■ SELECTED TEXT
.....

# What to put in it!!!



## brittone05 (Sep 29, 2006)

Okay, so we just bought a 3 foot bow fronted Jewel aquarium and I have no clue what to put in it.

We have got gravel, heater, filter, pump, shipwreck ornament, other ornaments and even a little diver man who swims up and down when the air blows in his errr bottom lol

Soooooo - fish????

I would like something colourful really - I loike brightly coloured fish and don't mind even only having a single pair in the tank so long as they are bright.

Any advice off you seasoned bunch


----------



## Tomcat (Jul 29, 2007)

Sword tails, guppies, neons, glowlights, plattys.

Corys for the bottom. Mabey also a pleco

All of them, apart from the corys + pleco are colorful. And very easy to look after

Fish Crazy Best fish forum there is.


----------



## brittone05 (Sep 29, 2006)

Thanks Tom 

I think I would like to get maybe a pair of larger really bright fish rather than a few smaller ones.

May run up to our local aquatics place tomorrow if we get this stupid bathroom finished :bash:


----------



## Esfa (Apr 15, 2007)

If you want just a few larger fish, then a really nice idea would be to pack your tank with bogwood and get a group of marbled headstanders. They look really cool when fully grown, and are really unique. :no1:

But they will eat all plants except java fern, and they will munch on any other fish.


----------



## brittone05 (Sep 29, 2006)

Thanks Esfa - not that keen on them 

What are the fish with the biggish lips that are orange and yellow and bright?

Or am I being dim and thinking of marine fish  

EDIT - I was thinking of a damsel fish which I now know is a marine fish 

I do like the electric blue, powder blue and electric yellow cichilds though - how compatible are they to my set up?


----------



## piercedboy17 (Apr 19, 2008)

.....

■ TASKS TO PERFORM
**A.** According to the aquarium thread, which plant will marbled headstanders leave uneaten?
**B.** Write out the passage of the aquarium thread between "Soooooo - fish????" and "they are bright.", inclusive, without any changes.
The material that comes next has no connection to the aquarium thread.

.....

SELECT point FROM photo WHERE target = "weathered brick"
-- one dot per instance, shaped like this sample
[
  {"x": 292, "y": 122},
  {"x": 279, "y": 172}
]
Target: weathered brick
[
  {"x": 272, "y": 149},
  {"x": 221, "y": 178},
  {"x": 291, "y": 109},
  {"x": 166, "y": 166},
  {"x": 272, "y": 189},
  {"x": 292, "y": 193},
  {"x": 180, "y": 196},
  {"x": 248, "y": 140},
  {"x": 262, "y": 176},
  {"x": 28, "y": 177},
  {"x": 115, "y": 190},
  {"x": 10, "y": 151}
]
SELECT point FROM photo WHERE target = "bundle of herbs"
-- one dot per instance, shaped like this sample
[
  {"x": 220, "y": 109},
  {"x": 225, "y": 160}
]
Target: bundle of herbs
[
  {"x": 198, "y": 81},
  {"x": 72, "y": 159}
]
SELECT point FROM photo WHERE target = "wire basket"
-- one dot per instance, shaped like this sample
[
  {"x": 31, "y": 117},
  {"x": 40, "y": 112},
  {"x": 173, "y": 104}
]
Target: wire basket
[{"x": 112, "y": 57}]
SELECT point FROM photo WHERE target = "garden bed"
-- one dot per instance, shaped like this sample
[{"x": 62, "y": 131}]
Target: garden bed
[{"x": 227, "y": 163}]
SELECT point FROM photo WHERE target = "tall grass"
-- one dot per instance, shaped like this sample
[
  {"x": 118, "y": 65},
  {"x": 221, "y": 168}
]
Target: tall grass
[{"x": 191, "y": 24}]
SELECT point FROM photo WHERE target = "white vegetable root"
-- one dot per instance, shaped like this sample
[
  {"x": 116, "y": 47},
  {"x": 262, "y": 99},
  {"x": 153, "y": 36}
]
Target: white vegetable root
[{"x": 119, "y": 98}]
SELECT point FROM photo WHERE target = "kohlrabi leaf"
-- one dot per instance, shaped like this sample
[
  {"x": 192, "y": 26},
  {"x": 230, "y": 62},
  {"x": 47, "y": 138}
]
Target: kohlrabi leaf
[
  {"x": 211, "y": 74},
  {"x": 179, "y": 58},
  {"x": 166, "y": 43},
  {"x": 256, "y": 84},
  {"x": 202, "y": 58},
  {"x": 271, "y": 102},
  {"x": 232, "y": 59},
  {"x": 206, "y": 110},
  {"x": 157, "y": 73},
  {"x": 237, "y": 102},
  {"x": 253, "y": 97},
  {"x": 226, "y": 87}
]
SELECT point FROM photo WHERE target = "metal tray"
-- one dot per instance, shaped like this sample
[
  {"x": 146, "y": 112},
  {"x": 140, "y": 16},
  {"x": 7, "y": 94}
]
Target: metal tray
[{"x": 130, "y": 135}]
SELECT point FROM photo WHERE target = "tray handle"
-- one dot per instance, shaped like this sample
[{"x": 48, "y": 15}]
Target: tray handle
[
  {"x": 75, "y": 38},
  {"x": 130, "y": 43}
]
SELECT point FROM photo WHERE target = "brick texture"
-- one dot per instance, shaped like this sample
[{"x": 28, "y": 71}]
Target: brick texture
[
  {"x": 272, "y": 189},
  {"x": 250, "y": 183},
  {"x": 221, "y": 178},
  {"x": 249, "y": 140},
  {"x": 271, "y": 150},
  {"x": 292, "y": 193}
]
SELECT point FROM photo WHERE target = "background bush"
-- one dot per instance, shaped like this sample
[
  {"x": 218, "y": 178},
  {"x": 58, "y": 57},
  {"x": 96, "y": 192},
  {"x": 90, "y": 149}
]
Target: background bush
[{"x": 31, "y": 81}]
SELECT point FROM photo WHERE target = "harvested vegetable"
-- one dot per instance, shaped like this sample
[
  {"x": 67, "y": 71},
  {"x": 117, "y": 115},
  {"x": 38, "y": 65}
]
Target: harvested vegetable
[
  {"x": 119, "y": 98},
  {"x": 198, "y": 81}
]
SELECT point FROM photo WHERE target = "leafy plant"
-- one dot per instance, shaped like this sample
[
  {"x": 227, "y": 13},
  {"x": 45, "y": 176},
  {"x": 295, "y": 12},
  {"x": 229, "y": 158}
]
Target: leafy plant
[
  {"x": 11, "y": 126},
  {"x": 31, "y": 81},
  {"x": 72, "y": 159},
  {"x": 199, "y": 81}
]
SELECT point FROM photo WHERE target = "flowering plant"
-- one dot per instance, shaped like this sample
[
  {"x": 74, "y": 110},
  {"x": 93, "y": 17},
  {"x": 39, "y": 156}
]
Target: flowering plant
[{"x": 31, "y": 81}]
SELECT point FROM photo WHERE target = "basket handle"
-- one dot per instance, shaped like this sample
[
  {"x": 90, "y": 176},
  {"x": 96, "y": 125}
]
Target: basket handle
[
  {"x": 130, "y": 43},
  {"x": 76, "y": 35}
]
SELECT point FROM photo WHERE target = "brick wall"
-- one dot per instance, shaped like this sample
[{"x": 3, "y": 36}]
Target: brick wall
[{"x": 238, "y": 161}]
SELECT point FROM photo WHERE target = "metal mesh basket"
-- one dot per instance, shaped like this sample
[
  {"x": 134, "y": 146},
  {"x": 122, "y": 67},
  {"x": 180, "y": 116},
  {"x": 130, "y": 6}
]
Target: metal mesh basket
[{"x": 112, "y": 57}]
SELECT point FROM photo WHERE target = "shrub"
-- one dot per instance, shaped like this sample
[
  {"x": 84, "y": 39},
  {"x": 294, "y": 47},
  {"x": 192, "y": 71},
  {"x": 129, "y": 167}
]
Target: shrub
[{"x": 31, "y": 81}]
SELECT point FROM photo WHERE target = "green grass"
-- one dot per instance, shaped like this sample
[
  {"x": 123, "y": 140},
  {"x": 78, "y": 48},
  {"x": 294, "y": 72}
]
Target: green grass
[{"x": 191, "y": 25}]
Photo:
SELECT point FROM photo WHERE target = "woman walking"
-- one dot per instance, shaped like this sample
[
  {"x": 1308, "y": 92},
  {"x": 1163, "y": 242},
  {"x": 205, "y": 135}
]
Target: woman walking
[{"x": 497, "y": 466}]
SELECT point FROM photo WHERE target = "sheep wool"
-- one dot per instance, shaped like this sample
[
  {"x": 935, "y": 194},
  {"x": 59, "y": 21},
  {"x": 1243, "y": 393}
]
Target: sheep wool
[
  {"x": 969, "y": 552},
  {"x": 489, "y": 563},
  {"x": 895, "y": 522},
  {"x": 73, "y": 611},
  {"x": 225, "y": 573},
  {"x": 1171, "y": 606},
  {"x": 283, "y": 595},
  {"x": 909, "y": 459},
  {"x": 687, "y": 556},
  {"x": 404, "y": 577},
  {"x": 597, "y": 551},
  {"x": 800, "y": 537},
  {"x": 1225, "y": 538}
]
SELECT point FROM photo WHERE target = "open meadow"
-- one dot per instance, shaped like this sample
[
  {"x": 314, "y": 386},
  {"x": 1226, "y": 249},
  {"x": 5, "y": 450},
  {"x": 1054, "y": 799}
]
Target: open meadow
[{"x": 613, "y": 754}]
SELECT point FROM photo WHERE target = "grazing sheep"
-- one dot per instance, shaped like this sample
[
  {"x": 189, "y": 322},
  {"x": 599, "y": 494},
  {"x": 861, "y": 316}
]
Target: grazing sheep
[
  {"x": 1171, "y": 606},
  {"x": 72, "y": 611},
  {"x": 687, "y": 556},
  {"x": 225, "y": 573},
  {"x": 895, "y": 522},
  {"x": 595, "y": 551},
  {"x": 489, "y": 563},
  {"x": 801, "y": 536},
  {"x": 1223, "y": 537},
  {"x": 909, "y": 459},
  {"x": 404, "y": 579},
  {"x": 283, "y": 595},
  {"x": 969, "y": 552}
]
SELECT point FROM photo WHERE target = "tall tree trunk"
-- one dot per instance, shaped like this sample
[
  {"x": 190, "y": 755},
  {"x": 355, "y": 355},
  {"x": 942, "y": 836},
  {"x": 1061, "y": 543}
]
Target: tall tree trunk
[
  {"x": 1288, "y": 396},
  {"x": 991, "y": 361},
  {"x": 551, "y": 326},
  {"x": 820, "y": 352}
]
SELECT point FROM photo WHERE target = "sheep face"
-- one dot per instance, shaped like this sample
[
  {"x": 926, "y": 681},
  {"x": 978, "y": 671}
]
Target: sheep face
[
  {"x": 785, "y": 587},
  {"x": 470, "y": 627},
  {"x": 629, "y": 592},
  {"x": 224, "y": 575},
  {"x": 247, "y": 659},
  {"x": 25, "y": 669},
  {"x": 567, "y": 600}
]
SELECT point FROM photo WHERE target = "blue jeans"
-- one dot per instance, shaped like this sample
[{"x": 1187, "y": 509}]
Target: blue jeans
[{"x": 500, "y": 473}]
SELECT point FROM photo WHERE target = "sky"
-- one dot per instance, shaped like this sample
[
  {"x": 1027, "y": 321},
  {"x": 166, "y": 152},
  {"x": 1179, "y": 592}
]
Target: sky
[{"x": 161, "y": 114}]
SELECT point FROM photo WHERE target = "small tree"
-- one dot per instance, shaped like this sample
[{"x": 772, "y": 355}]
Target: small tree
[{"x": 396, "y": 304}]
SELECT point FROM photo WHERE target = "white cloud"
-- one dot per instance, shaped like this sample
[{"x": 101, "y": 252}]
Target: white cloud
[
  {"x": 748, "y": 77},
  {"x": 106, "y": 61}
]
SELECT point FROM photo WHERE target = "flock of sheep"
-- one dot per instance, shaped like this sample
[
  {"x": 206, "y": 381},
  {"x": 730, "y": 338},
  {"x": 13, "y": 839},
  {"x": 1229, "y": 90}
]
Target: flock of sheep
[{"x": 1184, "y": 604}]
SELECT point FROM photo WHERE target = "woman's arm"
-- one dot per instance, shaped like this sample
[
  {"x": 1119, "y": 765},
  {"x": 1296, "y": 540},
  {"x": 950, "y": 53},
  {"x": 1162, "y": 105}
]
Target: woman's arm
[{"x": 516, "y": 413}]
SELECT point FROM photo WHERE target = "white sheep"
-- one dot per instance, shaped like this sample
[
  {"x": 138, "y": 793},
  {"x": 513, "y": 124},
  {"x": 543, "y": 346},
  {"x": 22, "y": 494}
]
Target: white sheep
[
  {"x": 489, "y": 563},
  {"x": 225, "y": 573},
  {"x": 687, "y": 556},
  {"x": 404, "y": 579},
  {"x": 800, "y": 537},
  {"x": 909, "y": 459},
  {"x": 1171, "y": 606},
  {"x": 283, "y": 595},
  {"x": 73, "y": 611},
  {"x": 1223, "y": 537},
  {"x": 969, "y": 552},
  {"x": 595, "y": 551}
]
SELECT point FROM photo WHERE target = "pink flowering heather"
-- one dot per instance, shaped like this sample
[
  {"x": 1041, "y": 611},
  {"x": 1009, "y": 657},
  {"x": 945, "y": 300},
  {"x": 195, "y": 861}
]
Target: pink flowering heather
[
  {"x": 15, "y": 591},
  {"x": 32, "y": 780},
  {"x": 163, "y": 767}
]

.....

■ PER-TASK OUTPUTS
**A.** Java fern.

**B.**
Soooooo - fish????

I would like something colourful really - I loike brightly coloured fish and don't mind even only having a single pair in the tank so long as they are bright.